● What needs to be done: Print out every line, exactly as written.

● Entries shown:
>>>

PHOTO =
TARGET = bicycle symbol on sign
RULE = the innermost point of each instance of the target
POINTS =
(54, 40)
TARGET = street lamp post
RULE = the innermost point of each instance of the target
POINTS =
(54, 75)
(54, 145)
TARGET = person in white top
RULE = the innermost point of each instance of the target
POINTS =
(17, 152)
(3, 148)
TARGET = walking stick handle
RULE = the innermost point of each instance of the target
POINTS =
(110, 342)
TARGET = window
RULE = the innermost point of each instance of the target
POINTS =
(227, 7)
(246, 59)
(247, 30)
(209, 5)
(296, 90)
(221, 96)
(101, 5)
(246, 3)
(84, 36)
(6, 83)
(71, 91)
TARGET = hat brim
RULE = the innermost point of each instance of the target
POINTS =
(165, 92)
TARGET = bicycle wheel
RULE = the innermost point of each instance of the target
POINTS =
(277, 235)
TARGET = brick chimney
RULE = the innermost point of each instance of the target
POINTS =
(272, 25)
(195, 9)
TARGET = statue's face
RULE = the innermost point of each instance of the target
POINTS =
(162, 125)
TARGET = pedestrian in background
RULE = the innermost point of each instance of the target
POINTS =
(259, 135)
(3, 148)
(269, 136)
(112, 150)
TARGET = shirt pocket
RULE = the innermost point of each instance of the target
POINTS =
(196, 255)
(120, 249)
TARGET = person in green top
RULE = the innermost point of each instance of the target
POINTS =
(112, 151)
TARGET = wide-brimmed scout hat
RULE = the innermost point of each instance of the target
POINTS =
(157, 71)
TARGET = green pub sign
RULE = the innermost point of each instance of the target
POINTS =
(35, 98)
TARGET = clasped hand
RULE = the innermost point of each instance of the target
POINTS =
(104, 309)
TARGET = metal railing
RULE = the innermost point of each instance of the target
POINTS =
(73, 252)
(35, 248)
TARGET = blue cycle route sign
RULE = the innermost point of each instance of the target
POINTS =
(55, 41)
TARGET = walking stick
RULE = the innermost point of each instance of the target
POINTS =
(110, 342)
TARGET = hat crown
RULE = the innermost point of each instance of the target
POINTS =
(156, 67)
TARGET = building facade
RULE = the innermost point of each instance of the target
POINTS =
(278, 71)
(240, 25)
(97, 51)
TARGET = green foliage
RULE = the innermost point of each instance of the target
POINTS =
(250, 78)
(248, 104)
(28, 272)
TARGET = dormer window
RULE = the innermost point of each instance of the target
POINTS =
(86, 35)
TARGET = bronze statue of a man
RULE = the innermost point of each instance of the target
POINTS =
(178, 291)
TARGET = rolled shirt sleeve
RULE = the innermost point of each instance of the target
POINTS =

<<<

● Task output:
PHOTO =
TARGET = bicycle symbol on sign
RULE = the innermost point of each instance of the target
POINTS =
(54, 40)
TARGET = street lamp post
RULE = the innermost point of each instance of the target
POINTS =
(54, 75)
(54, 145)
TARGET = person in white top
RULE = the innermost point of each instance of the target
POINTS =
(17, 152)
(3, 148)
TARGET = walking stick handle
RULE = the innermost point of each instance of the target
POINTS =
(110, 342)
TARGET = window
RULE = the innermost point of each instance of the target
POINTS =
(227, 7)
(246, 59)
(247, 30)
(209, 5)
(296, 90)
(221, 96)
(101, 5)
(246, 3)
(84, 36)
(6, 83)
(71, 91)
TARGET = hat brim
RULE = the innermost point of each instance of the target
POINTS =
(165, 92)
TARGET = bicycle wheel
RULE = the innermost point of each instance of the target
POINTS =
(277, 235)
TARGET = brick chimney
RULE = the innermost point of each instance of the target
POINTS =
(272, 25)
(195, 9)
TARGET = statue's face
RULE = the innermost point of each instance of the target
POINTS =
(162, 125)
TARGET = pedestrian in background
RULE = the innermost point of each instance of the target
POINTS =
(259, 135)
(3, 148)
(269, 136)
(112, 150)
TARGET = shirt pocket
RULE = the innermost point of each instance of the target
POINTS =
(196, 255)
(120, 249)
TARGET = person in green top
RULE = the innermost point of each instance of the target
POINTS =
(112, 151)
TARGET = wide-brimmed scout hat
RULE = the innermost point of each instance of the target
POINTS =
(157, 71)
TARGET = green pub sign
RULE = the innermost point of each instance of the target
POINTS =
(35, 98)
TARGET = clasped hand
RULE = the innermost point of each instance of the target
POINTS =
(104, 309)
TARGET = metal railing
RULE = the innermost point of each instance of the target
POINTS =
(73, 252)
(35, 248)
TARGET = blue cycle route sign
RULE = the innermost point of each instance of the target
POINTS =
(55, 41)
TARGET = walking stick
RULE = the innermost point of each instance of the target
POINTS =
(110, 342)
TARGET = hat crown
RULE = the innermost point of each instance of the target
POINTS =
(156, 67)
TARGET = building facade
RULE = the innermost point of each instance of the target
POINTS =
(278, 71)
(240, 25)
(97, 51)
TARGET = green foliage
RULE = the innermost point of each instance of the target
POINTS =
(250, 78)
(248, 104)
(28, 272)
TARGET = dormer window
RULE = the innermost point of each instance of the target
POINTS =
(86, 35)
TARGET = bronze statue of a man
RULE = the innermost point of each instance of the target
POINTS =
(178, 291)
TARGET = rolled shirt sleeve
RULE = the innermost point of each instance of the target
POINTS =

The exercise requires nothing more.